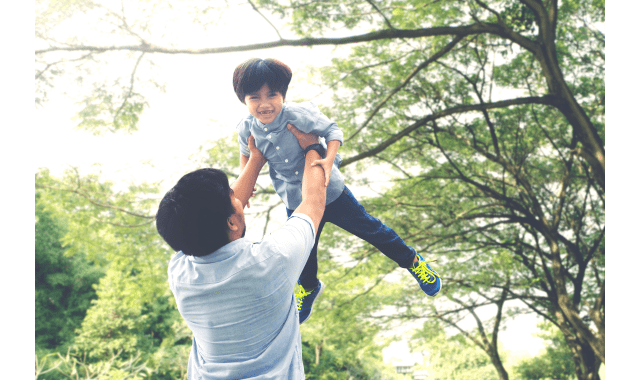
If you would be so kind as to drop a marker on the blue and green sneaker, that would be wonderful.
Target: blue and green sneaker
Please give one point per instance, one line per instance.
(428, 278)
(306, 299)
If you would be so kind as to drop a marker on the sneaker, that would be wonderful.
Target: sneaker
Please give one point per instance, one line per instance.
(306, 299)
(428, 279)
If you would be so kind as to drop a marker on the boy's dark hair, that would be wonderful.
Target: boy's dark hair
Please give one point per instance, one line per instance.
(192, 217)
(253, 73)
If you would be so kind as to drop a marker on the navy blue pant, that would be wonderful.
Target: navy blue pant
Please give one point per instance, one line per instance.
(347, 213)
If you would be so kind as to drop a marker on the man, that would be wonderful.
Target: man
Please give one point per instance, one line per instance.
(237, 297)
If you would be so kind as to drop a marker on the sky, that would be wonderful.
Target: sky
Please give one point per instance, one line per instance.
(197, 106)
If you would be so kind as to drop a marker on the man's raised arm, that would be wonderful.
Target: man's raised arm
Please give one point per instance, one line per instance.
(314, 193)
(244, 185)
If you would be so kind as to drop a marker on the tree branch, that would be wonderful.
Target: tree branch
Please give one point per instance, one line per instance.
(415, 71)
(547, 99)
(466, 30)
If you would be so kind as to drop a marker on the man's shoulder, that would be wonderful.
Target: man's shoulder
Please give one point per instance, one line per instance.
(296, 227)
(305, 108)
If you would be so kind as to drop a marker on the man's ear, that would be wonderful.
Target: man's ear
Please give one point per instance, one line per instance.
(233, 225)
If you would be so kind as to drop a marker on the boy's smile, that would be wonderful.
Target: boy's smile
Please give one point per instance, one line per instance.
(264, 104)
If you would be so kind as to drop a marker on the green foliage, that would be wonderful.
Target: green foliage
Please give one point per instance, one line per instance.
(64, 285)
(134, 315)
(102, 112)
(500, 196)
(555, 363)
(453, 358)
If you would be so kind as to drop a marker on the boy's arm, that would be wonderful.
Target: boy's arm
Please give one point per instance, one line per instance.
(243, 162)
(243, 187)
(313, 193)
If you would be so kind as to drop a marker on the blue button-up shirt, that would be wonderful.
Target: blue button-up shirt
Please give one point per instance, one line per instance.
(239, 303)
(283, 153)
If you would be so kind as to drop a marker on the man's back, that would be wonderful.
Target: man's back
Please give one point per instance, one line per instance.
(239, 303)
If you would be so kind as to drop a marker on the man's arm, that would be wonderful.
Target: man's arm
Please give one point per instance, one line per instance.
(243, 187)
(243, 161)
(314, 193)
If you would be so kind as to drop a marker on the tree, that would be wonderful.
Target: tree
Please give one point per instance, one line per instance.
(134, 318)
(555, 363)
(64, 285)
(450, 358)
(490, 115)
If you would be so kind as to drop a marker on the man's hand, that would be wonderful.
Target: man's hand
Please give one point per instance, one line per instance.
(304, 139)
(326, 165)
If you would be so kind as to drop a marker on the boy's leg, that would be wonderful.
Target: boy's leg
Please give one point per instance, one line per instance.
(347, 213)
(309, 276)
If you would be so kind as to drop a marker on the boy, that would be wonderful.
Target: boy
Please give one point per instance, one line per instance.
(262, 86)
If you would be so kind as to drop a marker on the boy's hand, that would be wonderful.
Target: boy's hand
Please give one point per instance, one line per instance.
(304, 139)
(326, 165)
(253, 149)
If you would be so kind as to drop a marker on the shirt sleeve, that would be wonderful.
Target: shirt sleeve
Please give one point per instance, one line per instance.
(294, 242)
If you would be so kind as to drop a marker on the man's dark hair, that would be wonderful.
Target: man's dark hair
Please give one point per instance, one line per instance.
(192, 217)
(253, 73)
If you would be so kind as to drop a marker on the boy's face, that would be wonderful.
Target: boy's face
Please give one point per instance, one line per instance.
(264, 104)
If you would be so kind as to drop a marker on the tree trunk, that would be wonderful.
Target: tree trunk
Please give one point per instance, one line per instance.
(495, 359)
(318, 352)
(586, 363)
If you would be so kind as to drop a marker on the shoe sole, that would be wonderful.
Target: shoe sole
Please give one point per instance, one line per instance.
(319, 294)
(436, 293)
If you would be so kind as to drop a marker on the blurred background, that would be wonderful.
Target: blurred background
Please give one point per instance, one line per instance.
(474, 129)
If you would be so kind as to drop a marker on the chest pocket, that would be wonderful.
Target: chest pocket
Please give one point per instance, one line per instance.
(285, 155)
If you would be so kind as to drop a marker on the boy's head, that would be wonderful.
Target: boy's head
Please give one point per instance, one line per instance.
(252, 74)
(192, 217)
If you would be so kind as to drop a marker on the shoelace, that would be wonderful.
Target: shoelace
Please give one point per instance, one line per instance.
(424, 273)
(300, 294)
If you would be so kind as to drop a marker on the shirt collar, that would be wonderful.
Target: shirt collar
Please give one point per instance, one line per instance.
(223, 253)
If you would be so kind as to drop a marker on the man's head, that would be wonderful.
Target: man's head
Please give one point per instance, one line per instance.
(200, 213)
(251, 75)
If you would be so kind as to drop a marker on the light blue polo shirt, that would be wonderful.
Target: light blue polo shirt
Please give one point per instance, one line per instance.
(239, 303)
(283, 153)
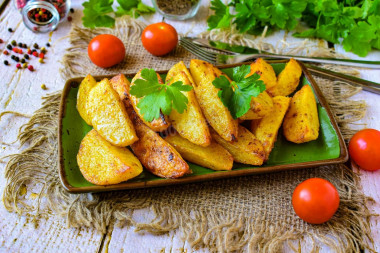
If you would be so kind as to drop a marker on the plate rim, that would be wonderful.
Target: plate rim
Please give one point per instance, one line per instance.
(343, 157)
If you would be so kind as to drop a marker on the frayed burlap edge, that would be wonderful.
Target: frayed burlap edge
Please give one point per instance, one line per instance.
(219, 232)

■ **SET PROBLEM**
Arrange everything in the listing above, from the line containing "collar, that would be wonderful." down to the end of the listing, as a Markdown table with two columns, No. and Text. Give each line its own numbered row, skip blank lines, and leave the pictures out.

■ **EXERCISE SOLUTION**
| No. | Text |
|---|---|
| 1 | If you would be so kind as to drop a marker on the shirt collar, that would be wonderful. |
| 2 | Target: shirt collar |
| 3 | Please give one point per instance, one line per instance. |
| 4 | (223, 253) |
| 5 | If you would be so kind as to drop a marker on the man's head, that would be wonderful. |
| 6 | Target: man's head |
| 7 | Please give one point per instance, one line per instance. |
| 8 | (200, 213) |
| 9 | (251, 75) |
| 10 | If you would be so kind as to drop a marker on the light blue polo shirt, that would be wonderful. |
| 11 | Target: light blue polo shirt |
| 12 | Please give one point per instance, one line per instance. |
| 13 | (239, 303) |
| 14 | (283, 153) |
| 15 | If you would be so kind as to drop a marker on the plate rim, that would be wonderful. |
| 16 | Target: plate rim |
| 17 | Please give one point per instance, one line per instance. |
| 18 | (343, 157) |
| 19 | If you would be so kind as to drop a marker on the frayed burlap edge, that would be wonderful. |
| 20 | Target: frayed burlap edge |
| 21 | Please give one point per instance, one line per instance. |
| 22 | (219, 232) |